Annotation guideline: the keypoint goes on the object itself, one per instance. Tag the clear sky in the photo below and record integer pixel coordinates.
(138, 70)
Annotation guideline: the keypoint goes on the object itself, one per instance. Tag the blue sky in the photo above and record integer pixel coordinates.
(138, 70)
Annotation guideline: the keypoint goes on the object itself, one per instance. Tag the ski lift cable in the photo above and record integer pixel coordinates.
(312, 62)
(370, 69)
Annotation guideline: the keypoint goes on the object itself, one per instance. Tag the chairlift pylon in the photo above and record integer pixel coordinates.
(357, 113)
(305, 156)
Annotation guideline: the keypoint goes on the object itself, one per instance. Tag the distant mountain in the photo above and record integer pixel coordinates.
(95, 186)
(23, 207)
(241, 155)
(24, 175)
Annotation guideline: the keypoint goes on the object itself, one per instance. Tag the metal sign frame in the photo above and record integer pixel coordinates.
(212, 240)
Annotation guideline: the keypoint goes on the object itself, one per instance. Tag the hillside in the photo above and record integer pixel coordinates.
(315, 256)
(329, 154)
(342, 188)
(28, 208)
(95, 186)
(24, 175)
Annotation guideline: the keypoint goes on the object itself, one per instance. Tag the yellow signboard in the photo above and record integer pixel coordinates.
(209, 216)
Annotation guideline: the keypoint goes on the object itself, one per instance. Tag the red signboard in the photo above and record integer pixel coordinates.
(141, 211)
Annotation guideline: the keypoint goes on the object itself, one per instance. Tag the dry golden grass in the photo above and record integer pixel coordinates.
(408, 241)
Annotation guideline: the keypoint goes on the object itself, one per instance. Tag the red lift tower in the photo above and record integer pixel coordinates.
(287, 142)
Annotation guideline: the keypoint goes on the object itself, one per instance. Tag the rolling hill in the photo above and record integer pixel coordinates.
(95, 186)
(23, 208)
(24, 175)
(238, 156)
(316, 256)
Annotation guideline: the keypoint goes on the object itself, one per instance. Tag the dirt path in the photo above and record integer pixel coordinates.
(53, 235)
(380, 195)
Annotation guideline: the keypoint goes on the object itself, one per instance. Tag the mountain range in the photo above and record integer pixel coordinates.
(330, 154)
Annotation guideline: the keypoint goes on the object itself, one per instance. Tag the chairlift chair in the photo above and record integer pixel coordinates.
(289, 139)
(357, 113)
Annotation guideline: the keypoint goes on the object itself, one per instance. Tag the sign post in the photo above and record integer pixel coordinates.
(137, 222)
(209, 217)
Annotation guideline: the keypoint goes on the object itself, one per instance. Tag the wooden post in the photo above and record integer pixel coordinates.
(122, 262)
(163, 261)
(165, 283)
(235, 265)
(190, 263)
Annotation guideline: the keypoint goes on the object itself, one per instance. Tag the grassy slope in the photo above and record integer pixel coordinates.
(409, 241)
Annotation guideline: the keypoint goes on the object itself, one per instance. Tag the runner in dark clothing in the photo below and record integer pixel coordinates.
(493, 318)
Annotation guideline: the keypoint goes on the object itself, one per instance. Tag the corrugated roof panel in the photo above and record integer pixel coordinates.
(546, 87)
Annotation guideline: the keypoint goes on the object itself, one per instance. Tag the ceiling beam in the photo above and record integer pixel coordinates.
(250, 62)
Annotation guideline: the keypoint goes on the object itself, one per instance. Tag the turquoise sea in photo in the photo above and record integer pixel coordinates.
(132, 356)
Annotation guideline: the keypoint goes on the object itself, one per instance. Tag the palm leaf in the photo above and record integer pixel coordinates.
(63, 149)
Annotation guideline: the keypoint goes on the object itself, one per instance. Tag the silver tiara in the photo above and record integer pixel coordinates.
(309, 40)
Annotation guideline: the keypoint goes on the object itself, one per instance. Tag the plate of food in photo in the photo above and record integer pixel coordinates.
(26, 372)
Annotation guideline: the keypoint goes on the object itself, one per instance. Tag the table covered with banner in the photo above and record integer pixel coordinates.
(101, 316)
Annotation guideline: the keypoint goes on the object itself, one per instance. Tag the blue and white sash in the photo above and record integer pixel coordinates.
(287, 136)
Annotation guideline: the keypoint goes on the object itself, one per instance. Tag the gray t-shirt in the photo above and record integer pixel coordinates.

........

#### YOUR ASSIGNMENT
A faithful copy of the lines from the line containing "Tag the silver" to the end of the data should be set down, both ends included, and nothing more.

#### OUTPUT BELOW
Annotation guideline: the keypoint goes on the object itself, one per instance. Tag the silver tiara in the photo above and record integer pixel coordinates.
(309, 40)
Annotation guideline: the keypoint goes on the object itself, one per instance. Tag the plate of food in photo in the photo above and record integer pixel coordinates.
(26, 372)
Annotation guideline: the keypoint goes on the object itself, one per instance. Tag the table covered with banner in the photo above and record integer pixel coordinates.
(101, 316)
Annotation guideline: the keypoint goes on the object itself, one per instance. Tag the blue and white sash in the photo above and record integer pixel coordinates.
(287, 136)
Annotation guideline: the keypoint goes on the object itself, one per instance. Tag the gray t-shirt in the photo above and record integer pixel coordinates.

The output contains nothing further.